- _Requirements_: List each line of the entries below that contains the string "brown", treating uppercase and lowercase as distinct.
--- BEGIN Given data ---
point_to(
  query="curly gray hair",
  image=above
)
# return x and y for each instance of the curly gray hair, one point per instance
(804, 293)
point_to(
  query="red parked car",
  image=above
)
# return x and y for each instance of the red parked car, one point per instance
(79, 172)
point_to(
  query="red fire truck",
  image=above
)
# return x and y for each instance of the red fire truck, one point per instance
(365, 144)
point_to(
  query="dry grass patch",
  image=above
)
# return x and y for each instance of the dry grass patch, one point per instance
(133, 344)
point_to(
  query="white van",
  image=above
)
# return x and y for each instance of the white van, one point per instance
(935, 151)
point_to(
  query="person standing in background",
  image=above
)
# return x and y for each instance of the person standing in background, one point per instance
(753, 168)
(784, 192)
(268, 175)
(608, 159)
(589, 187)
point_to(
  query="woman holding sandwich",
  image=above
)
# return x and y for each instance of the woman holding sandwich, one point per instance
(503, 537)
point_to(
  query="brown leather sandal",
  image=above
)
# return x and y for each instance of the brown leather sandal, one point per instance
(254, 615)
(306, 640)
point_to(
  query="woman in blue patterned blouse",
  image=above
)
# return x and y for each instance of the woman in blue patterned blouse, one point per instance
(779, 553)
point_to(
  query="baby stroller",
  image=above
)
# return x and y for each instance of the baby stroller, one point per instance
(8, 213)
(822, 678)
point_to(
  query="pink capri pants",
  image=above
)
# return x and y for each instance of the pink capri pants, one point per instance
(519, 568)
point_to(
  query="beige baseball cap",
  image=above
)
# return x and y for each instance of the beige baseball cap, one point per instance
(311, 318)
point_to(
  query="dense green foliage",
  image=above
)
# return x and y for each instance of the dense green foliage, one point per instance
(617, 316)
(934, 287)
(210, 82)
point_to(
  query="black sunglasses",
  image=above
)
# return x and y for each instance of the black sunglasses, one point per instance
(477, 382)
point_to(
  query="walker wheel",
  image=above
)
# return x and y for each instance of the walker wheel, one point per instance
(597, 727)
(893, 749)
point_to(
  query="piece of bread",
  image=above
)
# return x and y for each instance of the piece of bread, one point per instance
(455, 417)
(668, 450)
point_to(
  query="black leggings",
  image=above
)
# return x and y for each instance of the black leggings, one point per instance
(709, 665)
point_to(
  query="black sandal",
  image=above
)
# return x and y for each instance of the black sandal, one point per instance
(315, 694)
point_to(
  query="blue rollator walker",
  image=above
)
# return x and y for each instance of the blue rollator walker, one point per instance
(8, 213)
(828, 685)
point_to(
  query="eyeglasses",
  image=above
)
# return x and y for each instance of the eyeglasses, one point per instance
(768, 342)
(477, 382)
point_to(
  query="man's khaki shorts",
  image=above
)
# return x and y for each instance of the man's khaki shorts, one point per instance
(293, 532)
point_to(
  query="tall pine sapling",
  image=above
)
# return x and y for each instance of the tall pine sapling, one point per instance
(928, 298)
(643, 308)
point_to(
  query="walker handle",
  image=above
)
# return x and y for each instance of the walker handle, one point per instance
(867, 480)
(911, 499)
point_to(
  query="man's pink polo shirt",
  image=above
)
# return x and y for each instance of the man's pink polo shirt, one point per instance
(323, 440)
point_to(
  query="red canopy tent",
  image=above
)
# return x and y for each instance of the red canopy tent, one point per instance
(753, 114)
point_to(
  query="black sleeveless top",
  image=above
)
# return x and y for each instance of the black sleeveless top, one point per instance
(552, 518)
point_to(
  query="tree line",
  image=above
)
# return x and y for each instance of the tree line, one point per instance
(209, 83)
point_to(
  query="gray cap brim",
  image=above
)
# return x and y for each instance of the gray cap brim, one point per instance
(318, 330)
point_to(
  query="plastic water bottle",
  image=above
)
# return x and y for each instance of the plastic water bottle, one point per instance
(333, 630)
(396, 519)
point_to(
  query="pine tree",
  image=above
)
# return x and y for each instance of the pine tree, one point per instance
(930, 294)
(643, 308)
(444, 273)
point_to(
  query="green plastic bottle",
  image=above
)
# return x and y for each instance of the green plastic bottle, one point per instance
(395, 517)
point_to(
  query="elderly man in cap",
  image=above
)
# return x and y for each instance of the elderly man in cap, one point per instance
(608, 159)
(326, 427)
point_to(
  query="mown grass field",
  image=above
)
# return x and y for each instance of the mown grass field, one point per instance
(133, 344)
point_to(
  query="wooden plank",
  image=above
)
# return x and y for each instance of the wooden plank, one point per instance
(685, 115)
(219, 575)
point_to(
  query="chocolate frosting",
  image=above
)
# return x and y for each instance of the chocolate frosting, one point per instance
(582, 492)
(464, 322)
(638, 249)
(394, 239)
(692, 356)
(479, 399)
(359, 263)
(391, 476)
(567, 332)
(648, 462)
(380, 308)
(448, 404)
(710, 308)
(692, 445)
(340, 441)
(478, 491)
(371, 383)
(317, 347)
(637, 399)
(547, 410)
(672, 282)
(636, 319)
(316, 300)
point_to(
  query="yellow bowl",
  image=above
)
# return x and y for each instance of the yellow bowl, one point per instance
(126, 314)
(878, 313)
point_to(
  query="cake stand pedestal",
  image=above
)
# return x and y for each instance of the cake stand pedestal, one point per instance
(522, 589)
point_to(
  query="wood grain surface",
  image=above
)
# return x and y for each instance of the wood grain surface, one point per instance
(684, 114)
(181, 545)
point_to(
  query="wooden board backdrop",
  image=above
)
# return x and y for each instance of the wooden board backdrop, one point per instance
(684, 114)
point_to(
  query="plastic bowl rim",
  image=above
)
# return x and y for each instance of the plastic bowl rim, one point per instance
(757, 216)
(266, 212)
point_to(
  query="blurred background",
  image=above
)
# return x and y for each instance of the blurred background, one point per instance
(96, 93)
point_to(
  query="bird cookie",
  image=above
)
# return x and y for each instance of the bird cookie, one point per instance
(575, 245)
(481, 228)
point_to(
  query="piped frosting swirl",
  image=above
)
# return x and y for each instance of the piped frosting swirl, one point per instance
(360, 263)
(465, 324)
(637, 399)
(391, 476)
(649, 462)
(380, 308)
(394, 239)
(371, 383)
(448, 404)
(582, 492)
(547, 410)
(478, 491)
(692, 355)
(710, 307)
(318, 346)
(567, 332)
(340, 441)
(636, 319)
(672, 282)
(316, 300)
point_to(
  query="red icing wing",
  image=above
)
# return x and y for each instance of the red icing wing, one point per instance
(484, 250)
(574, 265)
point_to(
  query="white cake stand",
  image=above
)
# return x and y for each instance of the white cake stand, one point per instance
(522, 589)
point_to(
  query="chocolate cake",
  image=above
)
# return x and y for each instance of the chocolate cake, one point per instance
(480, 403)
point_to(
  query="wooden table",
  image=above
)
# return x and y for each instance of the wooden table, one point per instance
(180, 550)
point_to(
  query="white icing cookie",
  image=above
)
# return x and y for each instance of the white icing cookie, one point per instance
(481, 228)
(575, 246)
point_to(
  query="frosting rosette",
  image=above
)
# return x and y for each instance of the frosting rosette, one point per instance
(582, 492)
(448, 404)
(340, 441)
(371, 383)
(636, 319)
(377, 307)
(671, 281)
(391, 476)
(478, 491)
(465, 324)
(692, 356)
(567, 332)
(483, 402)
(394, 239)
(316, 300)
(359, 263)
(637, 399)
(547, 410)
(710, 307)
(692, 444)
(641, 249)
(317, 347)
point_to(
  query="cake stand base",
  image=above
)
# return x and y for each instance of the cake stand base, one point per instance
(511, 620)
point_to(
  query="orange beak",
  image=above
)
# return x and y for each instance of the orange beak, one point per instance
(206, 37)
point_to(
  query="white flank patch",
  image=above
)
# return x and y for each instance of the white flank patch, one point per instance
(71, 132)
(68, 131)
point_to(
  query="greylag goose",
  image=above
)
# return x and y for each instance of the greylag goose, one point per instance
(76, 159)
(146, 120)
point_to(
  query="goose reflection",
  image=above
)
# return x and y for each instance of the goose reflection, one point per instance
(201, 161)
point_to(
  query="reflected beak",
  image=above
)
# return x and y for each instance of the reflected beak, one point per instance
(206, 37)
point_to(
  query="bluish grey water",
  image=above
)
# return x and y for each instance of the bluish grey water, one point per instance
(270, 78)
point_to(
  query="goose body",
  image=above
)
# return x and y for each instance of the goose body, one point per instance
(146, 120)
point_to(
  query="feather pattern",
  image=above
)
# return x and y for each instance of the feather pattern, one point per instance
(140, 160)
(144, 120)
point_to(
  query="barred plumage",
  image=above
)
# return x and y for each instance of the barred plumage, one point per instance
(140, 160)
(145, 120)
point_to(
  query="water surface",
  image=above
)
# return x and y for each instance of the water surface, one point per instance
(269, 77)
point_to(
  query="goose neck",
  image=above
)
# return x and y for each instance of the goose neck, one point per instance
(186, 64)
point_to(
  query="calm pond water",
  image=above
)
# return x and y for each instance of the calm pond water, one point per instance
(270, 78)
--- END Given data ---
- _Expected answer_:
  query="brown leather sandal",
# return x and y for each instance of the brown leather sandal, one point per instance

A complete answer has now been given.